Information provided:
* * * * * * * * *

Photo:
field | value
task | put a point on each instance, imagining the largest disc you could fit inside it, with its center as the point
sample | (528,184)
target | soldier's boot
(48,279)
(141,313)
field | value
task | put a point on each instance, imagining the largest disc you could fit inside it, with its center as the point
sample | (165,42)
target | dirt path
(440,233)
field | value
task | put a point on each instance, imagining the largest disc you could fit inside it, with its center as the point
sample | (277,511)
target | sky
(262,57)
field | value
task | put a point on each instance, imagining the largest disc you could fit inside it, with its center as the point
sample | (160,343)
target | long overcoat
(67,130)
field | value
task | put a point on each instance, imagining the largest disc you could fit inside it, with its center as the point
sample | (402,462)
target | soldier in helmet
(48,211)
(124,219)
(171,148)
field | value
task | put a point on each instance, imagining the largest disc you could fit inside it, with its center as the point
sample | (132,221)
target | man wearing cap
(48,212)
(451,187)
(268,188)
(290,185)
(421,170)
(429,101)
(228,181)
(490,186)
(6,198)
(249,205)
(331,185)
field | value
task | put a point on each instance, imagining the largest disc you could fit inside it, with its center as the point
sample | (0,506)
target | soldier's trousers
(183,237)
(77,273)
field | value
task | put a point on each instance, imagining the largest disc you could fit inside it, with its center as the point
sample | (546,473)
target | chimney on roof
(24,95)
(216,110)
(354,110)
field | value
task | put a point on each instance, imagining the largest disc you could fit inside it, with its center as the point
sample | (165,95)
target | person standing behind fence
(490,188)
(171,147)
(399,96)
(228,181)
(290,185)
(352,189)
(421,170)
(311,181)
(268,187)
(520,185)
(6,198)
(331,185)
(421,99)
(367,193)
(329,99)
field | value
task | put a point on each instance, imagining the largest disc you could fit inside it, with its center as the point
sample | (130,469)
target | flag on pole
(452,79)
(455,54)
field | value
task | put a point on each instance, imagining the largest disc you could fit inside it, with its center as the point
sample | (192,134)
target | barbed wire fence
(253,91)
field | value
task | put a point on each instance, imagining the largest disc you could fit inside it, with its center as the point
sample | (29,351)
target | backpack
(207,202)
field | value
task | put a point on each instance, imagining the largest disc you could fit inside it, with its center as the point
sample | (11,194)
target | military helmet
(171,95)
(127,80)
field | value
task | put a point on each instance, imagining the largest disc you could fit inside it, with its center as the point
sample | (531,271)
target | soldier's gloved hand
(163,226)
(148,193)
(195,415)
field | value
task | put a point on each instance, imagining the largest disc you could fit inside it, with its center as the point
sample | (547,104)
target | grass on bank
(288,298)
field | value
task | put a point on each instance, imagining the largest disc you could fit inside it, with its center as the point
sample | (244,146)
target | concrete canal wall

* * * * * * * * *

Return the listing above in full, character for character.

Written response:
Photo:
field | value
task | put a point on each instance, imagining the largest disc you could fit inside it, with its center as the point
sample | (528,184)
target | soldier's boot
(48,279)
(141,313)
field | value
task | put a point on each instance, imagining the largest disc you could fit inside it, with its center as the point
sample | (165,42)
target | dirt path
(440,233)
field | value
task | put a point on each instance, imagining the largest disc you could fit inside it, with its center as the point
sample | (277,511)
target | sky
(262,57)
field | value
task | put a point on each instance, imagining the largest disc you could fit inside it, with its center as the point
sample | (160,343)
target | long overcoat
(67,130)
field | value
task | put a point on each instance, imagining the largest disc you could fit inside it, with its center as the point
sample | (402,462)
target | soldier in helmet
(48,211)
(124,219)
(171,148)
field | value
task | put a point on each instance, imagining the largest disc you could fit inside it, with its center as the point
sample | (132,221)
target | man wearing cap
(48,212)
(451,187)
(268,188)
(290,185)
(421,170)
(429,101)
(228,181)
(490,186)
(6,198)
(249,205)
(331,185)
field | value
task | put a point on each instance, imagining the largest disc you could fit inside it, with its center as the point
sample | (0,506)
target | soldier's trousers
(183,237)
(77,273)
field | value
task | put a point on each instance, imagining the largest disc you could fit inside it, with its center as the point
sample | (546,473)
target | chimney on roof
(24,95)
(216,110)
(354,110)
field | value
task | put a point on each instance, imagining the largest disc you could fit inside it, with its center as the point
sample | (165,95)
target | person standing behind fence
(490,188)
(171,147)
(399,96)
(228,181)
(290,185)
(352,189)
(421,170)
(311,181)
(268,187)
(520,185)
(6,198)
(331,185)
(421,99)
(367,193)
(329,99)
field | value
task | put a point on each instance, imagining the largest disc you could fit inside it, with its center as the point
sample | (130,469)
target | flag on pole
(452,79)
(455,54)
field | value
task | put a point on each instance, imagining the largest disc you could fit inside it, with its center as the point
sample | (192,134)
target | barbed wire fence
(253,91)
field | value
task | put a point on each instance, imagining the largest disc you could fit inside it, with its center as the point
sample | (29,351)
target | backpack
(207,202)
field | value
task | put a point on each instance, imagining the largest disc you could fit inside it, with its center as the point
sample | (11,194)
target | military helmet
(171,95)
(127,80)
field | value
task | put a point on each instance, imagining the largest disc you could fit inside it, with its center as the point
sample | (531,271)
target | soldier's gloved hand
(163,226)
(148,193)
(195,415)
field | value
task | put a point on each instance, imagining the largest disc you could fit inside it, with its center as the point
sample | (547,104)
target | grass on bank
(288,298)
field | value
task | put a point on each instance, imagining the largest disc you could fit inside it, with its center as the point
sample | (244,146)
target | concrete canal wall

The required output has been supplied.